Task instructions:
Determine how many lines in the records that follow hold the string "knit". Only that number should be returned.

Data to examine:

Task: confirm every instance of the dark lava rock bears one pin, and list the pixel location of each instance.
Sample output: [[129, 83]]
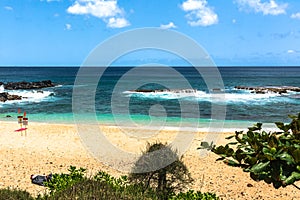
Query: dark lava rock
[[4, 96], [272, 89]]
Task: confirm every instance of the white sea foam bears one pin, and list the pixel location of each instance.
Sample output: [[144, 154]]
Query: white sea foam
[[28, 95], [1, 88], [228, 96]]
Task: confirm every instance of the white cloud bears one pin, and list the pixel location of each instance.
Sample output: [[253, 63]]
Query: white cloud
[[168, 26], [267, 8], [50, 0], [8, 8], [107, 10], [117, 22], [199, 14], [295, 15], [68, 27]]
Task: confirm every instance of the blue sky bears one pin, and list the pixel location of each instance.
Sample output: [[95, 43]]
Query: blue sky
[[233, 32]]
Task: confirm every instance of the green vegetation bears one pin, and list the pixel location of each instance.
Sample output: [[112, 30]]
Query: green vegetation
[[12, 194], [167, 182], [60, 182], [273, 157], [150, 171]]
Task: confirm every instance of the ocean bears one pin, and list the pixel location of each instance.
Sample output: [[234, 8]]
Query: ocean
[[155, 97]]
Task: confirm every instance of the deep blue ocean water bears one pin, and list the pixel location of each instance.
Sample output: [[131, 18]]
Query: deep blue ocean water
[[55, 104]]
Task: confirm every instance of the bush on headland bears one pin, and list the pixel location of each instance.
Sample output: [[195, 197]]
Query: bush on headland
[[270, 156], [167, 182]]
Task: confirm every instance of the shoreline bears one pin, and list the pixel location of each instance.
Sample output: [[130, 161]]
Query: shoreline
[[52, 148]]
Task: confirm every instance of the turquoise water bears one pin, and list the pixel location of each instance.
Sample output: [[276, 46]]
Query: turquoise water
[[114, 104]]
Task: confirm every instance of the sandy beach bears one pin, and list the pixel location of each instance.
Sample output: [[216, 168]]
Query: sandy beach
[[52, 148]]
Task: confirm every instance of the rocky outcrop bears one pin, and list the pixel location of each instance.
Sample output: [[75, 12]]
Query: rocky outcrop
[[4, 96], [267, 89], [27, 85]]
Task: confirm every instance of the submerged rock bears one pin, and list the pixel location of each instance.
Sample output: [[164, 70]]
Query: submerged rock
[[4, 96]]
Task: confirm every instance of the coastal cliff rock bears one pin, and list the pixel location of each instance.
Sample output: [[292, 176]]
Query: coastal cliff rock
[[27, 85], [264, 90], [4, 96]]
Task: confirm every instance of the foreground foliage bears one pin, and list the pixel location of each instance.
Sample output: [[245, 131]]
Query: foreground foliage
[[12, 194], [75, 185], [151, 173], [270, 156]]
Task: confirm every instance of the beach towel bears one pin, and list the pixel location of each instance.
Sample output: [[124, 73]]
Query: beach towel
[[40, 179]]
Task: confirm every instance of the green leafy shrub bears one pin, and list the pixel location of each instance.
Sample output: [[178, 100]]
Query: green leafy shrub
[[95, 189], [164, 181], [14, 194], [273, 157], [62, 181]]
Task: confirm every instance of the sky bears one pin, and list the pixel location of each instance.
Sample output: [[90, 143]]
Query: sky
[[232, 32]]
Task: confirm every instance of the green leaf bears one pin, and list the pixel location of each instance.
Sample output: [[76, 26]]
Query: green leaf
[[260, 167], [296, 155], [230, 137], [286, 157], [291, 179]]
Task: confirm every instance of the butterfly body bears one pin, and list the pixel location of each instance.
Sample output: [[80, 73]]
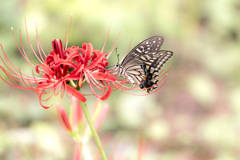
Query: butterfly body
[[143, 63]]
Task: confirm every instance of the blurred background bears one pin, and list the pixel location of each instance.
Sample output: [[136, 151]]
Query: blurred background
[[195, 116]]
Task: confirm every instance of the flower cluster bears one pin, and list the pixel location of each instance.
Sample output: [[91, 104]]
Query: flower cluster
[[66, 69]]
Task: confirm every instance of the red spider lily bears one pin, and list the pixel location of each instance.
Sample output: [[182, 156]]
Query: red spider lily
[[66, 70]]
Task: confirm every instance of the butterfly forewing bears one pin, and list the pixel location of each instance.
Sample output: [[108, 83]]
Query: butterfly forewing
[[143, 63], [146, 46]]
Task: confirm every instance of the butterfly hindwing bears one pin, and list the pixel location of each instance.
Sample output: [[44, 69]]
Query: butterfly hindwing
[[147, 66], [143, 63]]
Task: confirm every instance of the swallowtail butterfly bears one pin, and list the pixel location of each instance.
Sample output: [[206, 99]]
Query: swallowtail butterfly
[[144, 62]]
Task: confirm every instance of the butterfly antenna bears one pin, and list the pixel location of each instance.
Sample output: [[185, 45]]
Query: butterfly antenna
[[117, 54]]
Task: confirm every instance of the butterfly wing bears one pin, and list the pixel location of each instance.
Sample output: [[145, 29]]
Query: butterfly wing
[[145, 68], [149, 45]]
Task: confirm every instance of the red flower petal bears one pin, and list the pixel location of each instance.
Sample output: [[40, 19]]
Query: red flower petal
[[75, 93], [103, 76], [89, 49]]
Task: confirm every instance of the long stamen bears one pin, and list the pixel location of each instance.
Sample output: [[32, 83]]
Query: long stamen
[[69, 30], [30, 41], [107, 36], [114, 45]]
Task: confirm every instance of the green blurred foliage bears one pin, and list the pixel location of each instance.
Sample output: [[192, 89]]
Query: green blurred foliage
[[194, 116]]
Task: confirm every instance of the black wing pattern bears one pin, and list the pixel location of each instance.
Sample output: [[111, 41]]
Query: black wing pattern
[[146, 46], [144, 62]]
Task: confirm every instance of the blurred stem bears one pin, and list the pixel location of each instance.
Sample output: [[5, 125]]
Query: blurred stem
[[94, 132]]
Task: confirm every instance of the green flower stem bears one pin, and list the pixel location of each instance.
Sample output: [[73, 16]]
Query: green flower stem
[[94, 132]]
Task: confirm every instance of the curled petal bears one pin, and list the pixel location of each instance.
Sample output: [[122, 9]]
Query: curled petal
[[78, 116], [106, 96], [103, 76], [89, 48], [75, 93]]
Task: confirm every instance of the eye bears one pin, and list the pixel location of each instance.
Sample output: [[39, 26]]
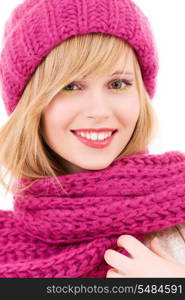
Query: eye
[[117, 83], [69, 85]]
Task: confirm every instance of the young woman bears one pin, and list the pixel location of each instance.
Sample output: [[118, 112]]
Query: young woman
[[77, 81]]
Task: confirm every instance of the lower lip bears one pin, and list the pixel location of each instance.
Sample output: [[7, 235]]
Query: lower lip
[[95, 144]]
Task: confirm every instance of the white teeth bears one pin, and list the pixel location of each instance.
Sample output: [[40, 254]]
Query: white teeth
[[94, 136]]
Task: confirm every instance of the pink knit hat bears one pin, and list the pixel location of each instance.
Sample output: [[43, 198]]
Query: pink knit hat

Output of the exercise:
2